Task statement. Rewrite only the lines from the one containing "Annotate the oriental" through the end of the records, inclusive. Keep the requests unchanged, and scale every point coordinate in the answers by 0.45, rounding to the nearest whole number with halves rounded up.

Material to process.

* * *

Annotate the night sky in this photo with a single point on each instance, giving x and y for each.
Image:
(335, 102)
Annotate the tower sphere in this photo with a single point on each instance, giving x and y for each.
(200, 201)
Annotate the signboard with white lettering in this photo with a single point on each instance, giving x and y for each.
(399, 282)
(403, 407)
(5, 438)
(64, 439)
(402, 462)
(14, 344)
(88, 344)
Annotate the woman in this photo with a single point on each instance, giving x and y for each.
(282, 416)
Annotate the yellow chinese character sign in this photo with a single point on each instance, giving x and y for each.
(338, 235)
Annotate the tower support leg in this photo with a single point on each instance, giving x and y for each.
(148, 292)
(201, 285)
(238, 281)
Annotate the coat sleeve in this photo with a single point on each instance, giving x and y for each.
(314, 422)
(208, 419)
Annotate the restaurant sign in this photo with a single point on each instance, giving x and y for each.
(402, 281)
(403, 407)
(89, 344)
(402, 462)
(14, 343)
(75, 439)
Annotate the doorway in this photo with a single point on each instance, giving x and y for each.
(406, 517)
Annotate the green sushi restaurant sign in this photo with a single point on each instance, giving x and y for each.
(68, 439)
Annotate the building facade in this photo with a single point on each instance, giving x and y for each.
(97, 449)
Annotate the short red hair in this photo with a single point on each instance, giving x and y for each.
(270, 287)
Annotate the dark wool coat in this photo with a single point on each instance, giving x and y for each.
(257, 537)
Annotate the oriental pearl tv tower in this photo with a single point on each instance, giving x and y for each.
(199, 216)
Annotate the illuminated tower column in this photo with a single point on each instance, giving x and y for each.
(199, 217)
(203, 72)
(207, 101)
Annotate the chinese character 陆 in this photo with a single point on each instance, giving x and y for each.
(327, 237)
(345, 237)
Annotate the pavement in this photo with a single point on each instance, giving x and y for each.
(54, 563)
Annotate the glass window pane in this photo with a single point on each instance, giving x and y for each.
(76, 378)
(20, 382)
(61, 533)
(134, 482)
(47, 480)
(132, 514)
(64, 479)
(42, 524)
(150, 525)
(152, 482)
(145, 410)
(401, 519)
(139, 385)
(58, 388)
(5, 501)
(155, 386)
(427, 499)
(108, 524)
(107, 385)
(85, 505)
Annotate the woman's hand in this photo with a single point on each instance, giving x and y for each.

* * *

Task response.
Annotate the oriental pearl tv tower in this photo with a single point on each instance, giving x and y for each.
(90, 97)
Annotate the illuminated tower column in this photo with a single point on each instance, giving x and y for each.
(90, 98)
(91, 32)
(93, 45)
Annotate the chinese character 陆 in this photo with a single point on each instance, giving x and y for each.
(147, 107)
(155, 107)
Annotate the pavement in this photo with a single point on each instance, giving x and y for each.
(24, 253)
Annotate the glass window pane in this photo with a single point on each instance, giving x and y for each.
(34, 170)
(9, 172)
(27, 240)
(60, 217)
(21, 216)
(59, 231)
(29, 216)
(19, 236)
(68, 236)
(68, 217)
(65, 185)
(180, 234)
(63, 173)
(26, 175)
(2, 225)
(70, 174)
(192, 225)
(49, 236)
(48, 173)
(38, 227)
Annotate the woman's hand in this photo with a single point on each instance, giving x and y for each.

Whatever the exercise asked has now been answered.